INSTRUCTIONS FOR THE TASK: Beginning with the line containing "Spot the pale" and ending with the last line of the records, set down every line exactly.

* Start GIVEN INFORMATION *

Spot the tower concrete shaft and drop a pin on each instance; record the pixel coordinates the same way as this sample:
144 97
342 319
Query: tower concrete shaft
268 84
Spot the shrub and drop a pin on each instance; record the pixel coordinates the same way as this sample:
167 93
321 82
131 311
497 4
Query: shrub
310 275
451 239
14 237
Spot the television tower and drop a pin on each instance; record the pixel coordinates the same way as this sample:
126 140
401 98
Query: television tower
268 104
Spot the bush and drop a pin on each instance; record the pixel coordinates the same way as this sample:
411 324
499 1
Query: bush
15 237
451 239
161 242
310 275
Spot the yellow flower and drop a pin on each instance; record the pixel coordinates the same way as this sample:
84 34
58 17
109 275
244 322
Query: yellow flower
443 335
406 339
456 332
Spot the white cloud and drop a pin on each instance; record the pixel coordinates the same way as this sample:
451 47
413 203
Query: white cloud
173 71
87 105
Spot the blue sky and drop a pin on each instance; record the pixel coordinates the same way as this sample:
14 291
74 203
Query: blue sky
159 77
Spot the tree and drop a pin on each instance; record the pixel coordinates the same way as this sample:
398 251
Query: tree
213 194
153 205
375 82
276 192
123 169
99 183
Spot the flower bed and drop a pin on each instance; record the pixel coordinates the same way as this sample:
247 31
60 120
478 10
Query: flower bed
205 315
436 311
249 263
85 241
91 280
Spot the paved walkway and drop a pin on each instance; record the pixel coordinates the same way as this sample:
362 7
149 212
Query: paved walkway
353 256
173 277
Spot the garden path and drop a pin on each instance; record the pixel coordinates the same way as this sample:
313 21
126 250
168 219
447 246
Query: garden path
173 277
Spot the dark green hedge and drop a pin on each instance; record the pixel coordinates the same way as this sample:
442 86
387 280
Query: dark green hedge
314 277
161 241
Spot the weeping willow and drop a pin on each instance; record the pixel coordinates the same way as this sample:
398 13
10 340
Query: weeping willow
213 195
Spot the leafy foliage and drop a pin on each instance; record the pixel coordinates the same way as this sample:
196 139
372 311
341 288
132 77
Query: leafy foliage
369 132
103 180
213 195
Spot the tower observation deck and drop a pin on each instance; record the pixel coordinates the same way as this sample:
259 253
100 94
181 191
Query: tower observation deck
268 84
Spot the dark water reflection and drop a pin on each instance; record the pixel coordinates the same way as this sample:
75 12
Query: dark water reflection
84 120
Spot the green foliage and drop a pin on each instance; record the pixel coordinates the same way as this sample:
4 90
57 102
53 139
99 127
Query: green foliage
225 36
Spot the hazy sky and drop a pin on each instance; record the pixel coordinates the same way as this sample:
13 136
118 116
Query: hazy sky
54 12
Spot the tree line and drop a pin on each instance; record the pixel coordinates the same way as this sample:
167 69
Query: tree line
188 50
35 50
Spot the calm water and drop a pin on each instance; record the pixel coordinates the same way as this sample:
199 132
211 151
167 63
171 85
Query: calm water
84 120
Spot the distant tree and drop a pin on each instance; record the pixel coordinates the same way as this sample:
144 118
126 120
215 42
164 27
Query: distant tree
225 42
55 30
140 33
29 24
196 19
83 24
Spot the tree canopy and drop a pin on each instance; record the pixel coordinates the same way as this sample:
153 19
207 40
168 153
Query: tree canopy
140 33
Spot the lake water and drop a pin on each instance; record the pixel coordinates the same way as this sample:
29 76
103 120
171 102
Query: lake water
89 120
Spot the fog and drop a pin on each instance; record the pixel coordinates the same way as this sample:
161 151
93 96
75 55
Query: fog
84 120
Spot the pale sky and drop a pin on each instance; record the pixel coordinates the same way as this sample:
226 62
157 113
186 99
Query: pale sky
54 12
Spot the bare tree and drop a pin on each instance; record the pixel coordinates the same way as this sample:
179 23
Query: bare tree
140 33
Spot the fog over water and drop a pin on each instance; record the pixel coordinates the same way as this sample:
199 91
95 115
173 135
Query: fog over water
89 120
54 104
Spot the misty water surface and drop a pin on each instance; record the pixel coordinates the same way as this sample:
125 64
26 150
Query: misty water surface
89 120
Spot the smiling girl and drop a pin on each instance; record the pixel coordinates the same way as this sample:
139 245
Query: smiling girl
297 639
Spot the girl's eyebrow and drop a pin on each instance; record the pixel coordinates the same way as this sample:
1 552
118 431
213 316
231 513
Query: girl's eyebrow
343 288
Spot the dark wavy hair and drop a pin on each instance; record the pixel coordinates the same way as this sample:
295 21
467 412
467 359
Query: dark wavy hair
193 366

* End GIVEN INFORMATION *

ANSWER TO THE PROBLEM:
Spot the pale sky and drop a pin on each instance; record the pixel coordinates the same way as this sample:
226 62
157 113
186 99
Query: pale sky
54 12
Spot the bare tree and drop a pin on each instance; record the pixel coordinates the same way as this sample:
179 23
Query: bare tree
140 33
Spot the fog over water and drop a pin on each instance; record the pixel coordinates the same way as this sample:
199 91
95 115
173 135
Query: fog over water
89 120
54 104
Spot the misty water surface and drop a pin on each instance; record the pixel coordinates the same way as this sample:
125 64
26 150
Query: misty water surface
89 120
Spot the smiling girl and drop a pin on each instance; record the pixel coordinates the same way as this sample:
139 245
Query: smiling girl
297 639
Spot the girl's eyebrow and drop a pin on each instance; record the pixel coordinates the same way as this sample:
1 552
118 431
213 316
231 513
Query: girl's eyebrow
343 288
Spot the dark wavy hair and drop a pin on each instance; record the pixel coordinates the same way as this sample:
295 21
467 412
467 359
Query: dark wavy hair
193 366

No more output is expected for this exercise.